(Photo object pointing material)
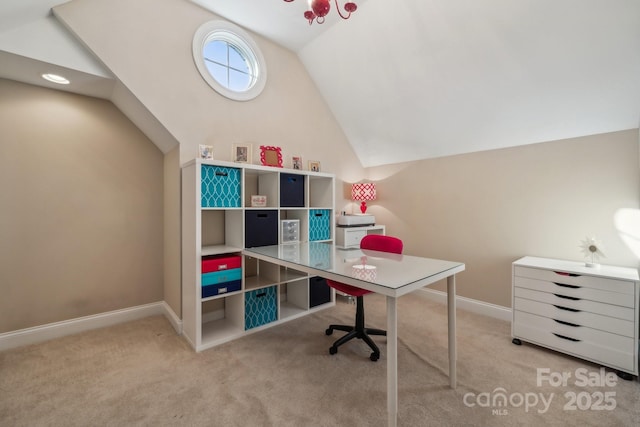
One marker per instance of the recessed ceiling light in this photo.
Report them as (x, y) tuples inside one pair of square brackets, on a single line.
[(56, 79)]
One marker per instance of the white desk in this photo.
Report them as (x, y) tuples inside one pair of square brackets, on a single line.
[(388, 274)]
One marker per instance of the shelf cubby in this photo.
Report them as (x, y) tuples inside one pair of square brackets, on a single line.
[(218, 220)]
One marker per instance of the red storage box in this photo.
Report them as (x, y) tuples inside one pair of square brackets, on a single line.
[(215, 263)]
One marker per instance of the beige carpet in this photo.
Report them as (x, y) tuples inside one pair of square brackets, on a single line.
[(142, 374)]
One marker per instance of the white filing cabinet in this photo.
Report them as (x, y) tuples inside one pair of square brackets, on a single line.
[(591, 313), (349, 237)]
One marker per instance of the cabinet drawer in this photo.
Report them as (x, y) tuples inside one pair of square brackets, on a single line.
[(576, 332), (592, 320), (576, 304), (214, 263), (575, 291), (567, 278), (221, 276), (221, 288), (583, 349), (220, 187)]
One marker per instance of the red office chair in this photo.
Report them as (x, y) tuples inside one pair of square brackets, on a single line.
[(374, 242)]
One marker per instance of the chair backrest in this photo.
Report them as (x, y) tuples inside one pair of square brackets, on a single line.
[(378, 242)]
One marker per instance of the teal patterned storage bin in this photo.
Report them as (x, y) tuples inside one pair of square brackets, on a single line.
[(319, 224), (260, 307), (220, 187)]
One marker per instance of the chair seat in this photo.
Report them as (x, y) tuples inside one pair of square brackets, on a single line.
[(348, 289)]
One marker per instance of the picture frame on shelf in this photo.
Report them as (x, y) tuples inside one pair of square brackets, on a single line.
[(242, 153), (296, 162), (206, 152), (314, 165), (270, 156)]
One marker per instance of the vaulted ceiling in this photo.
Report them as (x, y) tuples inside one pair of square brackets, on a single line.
[(412, 79)]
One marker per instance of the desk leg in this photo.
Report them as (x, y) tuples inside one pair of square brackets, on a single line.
[(451, 309), (392, 361)]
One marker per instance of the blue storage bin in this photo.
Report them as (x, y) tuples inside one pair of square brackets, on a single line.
[(319, 224), (261, 228), (260, 307), (220, 187), (221, 288)]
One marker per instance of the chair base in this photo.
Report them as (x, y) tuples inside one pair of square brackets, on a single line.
[(358, 331)]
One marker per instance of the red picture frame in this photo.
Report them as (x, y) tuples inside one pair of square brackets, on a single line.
[(270, 156)]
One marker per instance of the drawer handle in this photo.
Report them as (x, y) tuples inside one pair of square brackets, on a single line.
[(567, 308), (562, 273), (566, 297), (562, 322), (567, 286), (566, 338)]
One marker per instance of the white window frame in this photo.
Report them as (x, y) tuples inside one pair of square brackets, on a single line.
[(244, 43)]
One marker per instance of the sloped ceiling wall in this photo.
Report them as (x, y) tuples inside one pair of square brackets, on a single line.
[(149, 51), (418, 79)]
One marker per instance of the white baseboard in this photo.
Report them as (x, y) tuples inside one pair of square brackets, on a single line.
[(73, 326), (468, 304)]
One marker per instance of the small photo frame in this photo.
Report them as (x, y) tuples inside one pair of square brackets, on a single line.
[(314, 166), (296, 162), (206, 152), (258, 201), (270, 156), (241, 153)]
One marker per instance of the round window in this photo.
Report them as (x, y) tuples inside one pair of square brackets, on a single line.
[(229, 60)]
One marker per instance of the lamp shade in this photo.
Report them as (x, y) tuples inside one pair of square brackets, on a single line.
[(363, 192)]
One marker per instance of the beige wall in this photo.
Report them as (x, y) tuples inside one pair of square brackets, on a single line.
[(81, 230), (172, 227), (487, 209)]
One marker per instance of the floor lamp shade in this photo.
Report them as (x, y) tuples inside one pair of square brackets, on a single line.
[(363, 192)]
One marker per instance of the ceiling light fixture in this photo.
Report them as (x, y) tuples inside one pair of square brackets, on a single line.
[(320, 8), (56, 79)]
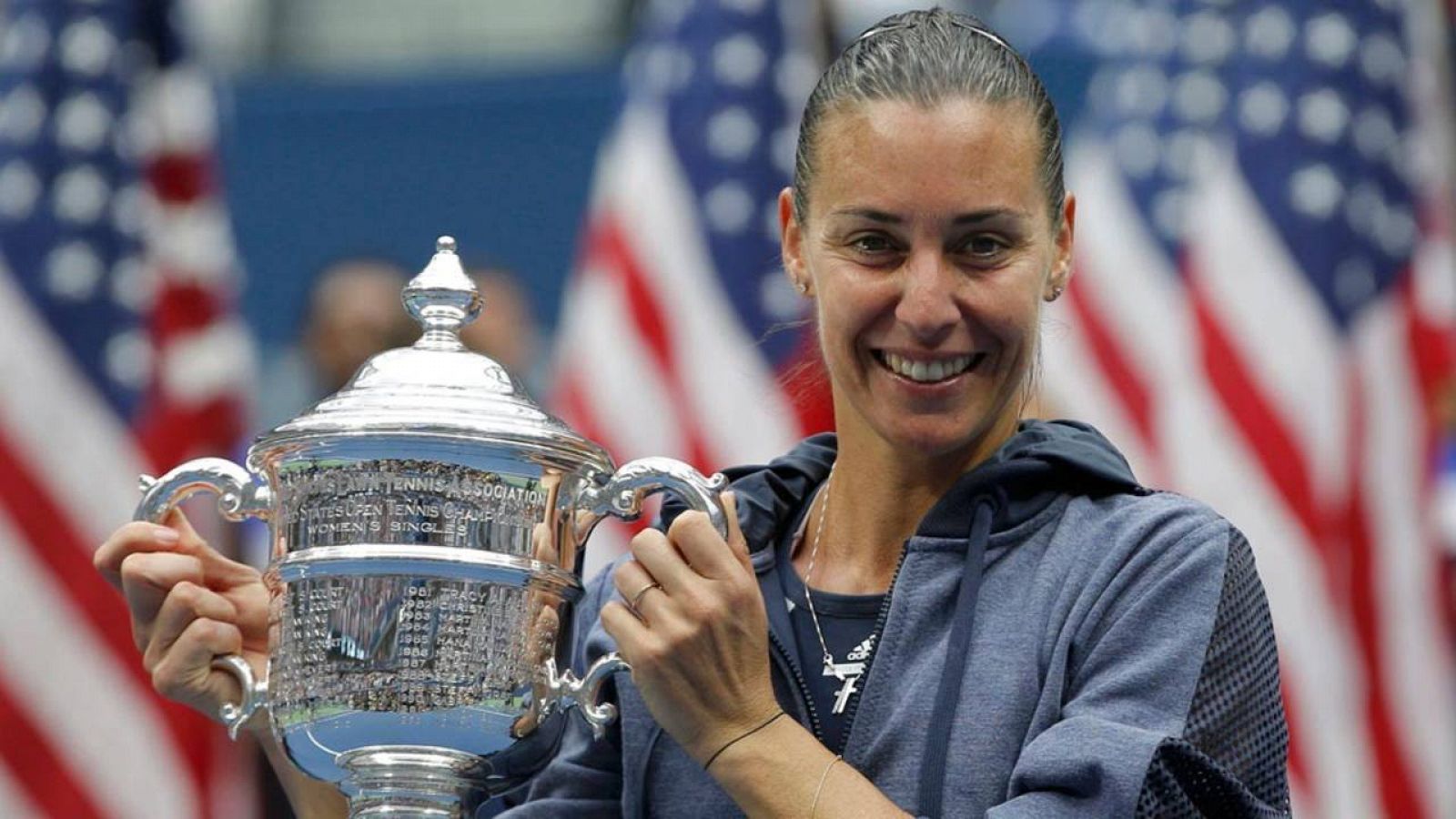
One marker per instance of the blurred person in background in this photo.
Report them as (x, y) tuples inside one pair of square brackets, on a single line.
[(354, 312)]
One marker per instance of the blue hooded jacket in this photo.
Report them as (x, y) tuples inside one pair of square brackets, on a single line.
[(1057, 642)]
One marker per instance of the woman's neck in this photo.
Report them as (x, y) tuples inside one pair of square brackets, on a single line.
[(875, 500)]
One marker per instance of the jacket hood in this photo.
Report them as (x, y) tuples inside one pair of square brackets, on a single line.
[(1043, 460)]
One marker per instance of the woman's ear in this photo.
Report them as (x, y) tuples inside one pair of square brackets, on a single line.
[(1062, 259), (791, 244)]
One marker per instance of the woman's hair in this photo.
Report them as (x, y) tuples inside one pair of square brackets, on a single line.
[(926, 58)]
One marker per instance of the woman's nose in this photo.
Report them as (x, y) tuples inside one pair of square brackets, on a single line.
[(928, 296)]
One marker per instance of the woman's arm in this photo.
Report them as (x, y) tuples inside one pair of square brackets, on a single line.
[(784, 771), (188, 605)]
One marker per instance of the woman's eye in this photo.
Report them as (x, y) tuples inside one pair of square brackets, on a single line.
[(871, 244), (983, 247)]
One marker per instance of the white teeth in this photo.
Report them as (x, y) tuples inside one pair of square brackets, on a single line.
[(928, 370)]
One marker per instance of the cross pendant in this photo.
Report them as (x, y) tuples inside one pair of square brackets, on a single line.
[(844, 693)]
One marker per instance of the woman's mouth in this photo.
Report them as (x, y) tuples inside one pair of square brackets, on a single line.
[(928, 370)]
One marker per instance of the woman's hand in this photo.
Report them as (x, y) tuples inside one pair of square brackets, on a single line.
[(188, 605), (698, 642)]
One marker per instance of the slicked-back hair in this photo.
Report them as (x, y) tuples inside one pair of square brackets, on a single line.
[(928, 58)]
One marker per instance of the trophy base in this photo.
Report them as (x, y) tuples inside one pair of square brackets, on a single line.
[(404, 782)]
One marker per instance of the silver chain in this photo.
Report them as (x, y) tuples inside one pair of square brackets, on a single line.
[(808, 576)]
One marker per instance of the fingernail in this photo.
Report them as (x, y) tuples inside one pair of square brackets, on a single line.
[(165, 535)]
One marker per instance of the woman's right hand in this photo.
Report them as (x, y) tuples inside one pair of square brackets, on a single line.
[(188, 605)]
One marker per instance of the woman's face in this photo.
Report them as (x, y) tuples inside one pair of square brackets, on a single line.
[(928, 248)]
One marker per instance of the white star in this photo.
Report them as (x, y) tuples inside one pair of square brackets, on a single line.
[(22, 114), (19, 189), (1373, 133), (1269, 33), (739, 60), (128, 359), (1142, 91), (1263, 108), (1322, 116), (24, 43), (133, 285), (82, 123), (1330, 40), (771, 220), (1315, 189), (1208, 38), (1198, 96), (728, 207), (80, 194), (1380, 58), (1397, 230), (733, 133), (196, 239), (73, 270), (87, 47)]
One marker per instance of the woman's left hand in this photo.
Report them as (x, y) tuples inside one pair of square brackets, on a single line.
[(699, 639)]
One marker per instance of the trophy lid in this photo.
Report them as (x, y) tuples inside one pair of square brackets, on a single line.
[(437, 387)]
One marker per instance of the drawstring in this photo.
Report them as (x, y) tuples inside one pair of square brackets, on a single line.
[(948, 694)]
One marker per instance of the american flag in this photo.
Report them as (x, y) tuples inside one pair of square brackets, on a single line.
[(672, 339), (121, 356), (1261, 315)]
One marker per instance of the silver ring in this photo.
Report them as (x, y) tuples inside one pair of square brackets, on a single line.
[(645, 589)]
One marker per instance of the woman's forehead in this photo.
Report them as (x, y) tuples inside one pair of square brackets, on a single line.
[(958, 149)]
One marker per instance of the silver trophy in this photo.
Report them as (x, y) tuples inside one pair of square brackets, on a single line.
[(426, 525)]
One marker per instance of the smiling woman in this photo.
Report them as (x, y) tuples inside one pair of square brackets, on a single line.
[(944, 610), (929, 247), (943, 586)]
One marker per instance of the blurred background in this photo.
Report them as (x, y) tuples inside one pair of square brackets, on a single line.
[(207, 208)]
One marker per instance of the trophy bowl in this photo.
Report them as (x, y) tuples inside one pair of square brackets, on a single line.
[(426, 528)]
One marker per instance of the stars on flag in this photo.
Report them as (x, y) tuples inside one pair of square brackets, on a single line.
[(1310, 101)]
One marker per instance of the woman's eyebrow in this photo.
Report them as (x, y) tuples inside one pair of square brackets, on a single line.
[(973, 217), (868, 213)]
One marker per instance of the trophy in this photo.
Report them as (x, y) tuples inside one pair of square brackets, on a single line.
[(426, 525)]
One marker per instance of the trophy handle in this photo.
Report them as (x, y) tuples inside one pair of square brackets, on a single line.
[(630, 486), (255, 693), (239, 496), (587, 691)]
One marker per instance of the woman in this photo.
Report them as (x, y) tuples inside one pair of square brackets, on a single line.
[(943, 610)]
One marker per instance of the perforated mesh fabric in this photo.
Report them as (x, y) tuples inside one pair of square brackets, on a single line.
[(1232, 756)]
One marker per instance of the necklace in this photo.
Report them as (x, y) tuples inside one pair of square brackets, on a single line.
[(849, 672), (808, 576)]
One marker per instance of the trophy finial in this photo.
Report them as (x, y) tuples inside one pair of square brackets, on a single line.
[(443, 299)]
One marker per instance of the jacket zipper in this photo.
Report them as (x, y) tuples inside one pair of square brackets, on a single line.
[(801, 683), (880, 632)]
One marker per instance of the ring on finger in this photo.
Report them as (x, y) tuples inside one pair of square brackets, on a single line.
[(641, 593)]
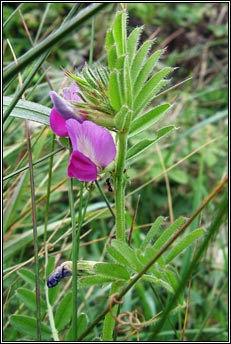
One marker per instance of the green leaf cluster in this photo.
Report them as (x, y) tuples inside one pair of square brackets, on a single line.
[(129, 261)]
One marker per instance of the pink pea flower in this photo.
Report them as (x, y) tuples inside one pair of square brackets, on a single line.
[(63, 110), (93, 149)]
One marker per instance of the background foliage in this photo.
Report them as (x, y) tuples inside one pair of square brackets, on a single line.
[(195, 35)]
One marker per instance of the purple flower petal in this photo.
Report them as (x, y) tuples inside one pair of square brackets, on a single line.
[(81, 167), (58, 123), (93, 141), (71, 93)]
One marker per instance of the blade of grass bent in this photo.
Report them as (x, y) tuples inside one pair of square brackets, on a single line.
[(11, 70)]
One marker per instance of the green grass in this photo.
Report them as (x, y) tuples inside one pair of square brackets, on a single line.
[(170, 180)]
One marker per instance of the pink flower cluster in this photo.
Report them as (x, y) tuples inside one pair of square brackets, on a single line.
[(93, 146)]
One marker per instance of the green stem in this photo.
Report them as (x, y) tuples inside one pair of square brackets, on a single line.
[(75, 250), (120, 187), (109, 321)]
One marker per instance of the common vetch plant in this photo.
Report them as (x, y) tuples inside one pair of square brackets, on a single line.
[(118, 99), (102, 118)]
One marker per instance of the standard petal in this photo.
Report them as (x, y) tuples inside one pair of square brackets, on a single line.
[(81, 167), (93, 141), (63, 107), (58, 124), (71, 93)]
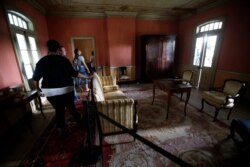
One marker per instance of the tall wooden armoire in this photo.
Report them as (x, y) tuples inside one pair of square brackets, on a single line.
[(157, 56)]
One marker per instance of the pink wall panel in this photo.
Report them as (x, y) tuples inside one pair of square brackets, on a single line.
[(121, 39), (163, 27), (234, 52), (67, 27)]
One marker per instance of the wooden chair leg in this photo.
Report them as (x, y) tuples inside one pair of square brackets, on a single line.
[(202, 105), (216, 113)]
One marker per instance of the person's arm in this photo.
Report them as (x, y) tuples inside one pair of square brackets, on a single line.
[(84, 64), (83, 76)]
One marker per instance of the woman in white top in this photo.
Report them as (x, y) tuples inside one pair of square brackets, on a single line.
[(80, 65)]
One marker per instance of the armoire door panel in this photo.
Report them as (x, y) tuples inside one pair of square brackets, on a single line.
[(157, 56)]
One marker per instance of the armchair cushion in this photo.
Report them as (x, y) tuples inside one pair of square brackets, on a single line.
[(224, 97), (98, 90), (232, 87), (110, 88), (112, 102), (217, 99), (120, 110)]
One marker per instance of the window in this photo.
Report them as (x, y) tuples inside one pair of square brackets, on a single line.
[(210, 26), (206, 43), (25, 42)]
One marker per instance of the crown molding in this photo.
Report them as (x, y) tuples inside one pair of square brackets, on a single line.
[(36, 5), (118, 14)]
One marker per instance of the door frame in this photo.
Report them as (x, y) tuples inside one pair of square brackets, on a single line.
[(198, 72)]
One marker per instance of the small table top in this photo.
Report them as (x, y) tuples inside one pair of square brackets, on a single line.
[(170, 84)]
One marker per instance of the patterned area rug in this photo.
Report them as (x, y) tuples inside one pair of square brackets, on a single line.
[(55, 150), (194, 138)]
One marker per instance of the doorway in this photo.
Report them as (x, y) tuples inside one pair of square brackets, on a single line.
[(206, 51), (87, 46)]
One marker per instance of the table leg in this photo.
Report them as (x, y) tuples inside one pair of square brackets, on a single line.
[(153, 93), (186, 102), (41, 106), (169, 102)]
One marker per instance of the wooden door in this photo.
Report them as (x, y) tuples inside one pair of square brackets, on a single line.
[(157, 57)]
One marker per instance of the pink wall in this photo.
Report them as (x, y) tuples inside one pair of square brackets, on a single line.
[(163, 27), (9, 73), (234, 52), (63, 28), (121, 39), (115, 36)]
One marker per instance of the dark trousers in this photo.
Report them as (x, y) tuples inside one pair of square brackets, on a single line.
[(60, 103)]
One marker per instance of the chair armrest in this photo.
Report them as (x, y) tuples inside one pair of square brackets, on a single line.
[(219, 89), (120, 110), (108, 80), (110, 88)]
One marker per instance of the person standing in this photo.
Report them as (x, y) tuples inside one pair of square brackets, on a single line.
[(92, 62), (80, 65), (56, 72)]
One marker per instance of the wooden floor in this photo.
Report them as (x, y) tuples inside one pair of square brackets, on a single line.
[(22, 139)]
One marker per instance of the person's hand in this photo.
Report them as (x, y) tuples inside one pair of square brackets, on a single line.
[(40, 93)]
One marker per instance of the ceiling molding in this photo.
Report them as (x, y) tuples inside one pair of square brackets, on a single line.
[(36, 5), (123, 14)]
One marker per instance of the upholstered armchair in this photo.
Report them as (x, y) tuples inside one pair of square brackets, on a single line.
[(224, 97), (187, 76), (112, 102)]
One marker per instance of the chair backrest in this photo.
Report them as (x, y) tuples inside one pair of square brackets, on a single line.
[(187, 76), (233, 86), (123, 70)]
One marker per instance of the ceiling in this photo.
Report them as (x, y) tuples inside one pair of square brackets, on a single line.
[(139, 8)]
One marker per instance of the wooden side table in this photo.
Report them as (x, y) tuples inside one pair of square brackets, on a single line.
[(171, 87)]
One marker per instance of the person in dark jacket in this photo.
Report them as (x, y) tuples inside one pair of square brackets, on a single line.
[(57, 74)]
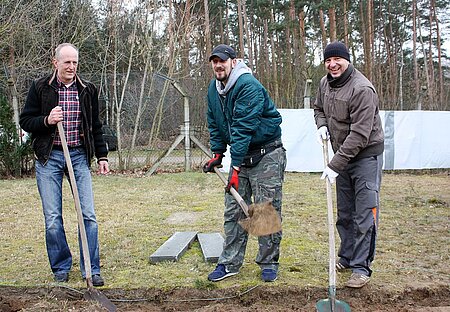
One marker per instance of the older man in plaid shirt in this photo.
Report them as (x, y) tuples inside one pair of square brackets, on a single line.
[(65, 97)]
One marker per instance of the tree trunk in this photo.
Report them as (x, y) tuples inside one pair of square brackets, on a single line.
[(332, 17), (241, 53), (414, 54), (323, 29)]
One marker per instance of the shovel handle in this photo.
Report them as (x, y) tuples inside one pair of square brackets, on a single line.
[(73, 183), (233, 192), (331, 239)]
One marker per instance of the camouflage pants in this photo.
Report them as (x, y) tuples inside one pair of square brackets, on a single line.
[(262, 183)]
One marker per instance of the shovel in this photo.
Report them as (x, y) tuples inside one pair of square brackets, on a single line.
[(91, 293), (331, 304), (261, 219)]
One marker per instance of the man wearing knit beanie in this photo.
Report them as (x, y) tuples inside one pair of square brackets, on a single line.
[(346, 112)]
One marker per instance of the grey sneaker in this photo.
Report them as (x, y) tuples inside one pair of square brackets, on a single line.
[(357, 280)]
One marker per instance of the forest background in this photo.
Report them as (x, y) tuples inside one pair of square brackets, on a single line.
[(136, 52)]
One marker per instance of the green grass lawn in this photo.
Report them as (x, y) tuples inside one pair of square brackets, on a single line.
[(138, 214)]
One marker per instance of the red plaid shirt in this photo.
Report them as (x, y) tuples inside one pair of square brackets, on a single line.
[(68, 100)]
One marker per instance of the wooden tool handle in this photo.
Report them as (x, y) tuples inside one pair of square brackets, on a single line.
[(233, 192), (73, 183), (331, 239)]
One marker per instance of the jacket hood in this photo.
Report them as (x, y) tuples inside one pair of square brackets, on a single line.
[(237, 71)]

▸ WORK TO DO:
Scale everything from the line containing "One marker per instance of the forest" down to the line containing "[(68, 100)]": write out every line in that span, changing only the coordinates in the answers. Multiply each coordinate by 0.65 and round it to a whole number, with halves rounded up.

▸ RESULT:
One marker per instance of the forest background in this photo.
Report them as (x, y) tuples inside one pair of square brackets, on a single line.
[(88, 34)]
One marker per instance of the green grass lawn in this photo.
Report them as (x, y) tuples inside one pair of square brackets, on a single line.
[(90, 139)]
One marker per instance of the red plaid shirt in this photo.
Report them as (x, y) tuples inside one pair of square brackets, on a single line.
[(44, 65)]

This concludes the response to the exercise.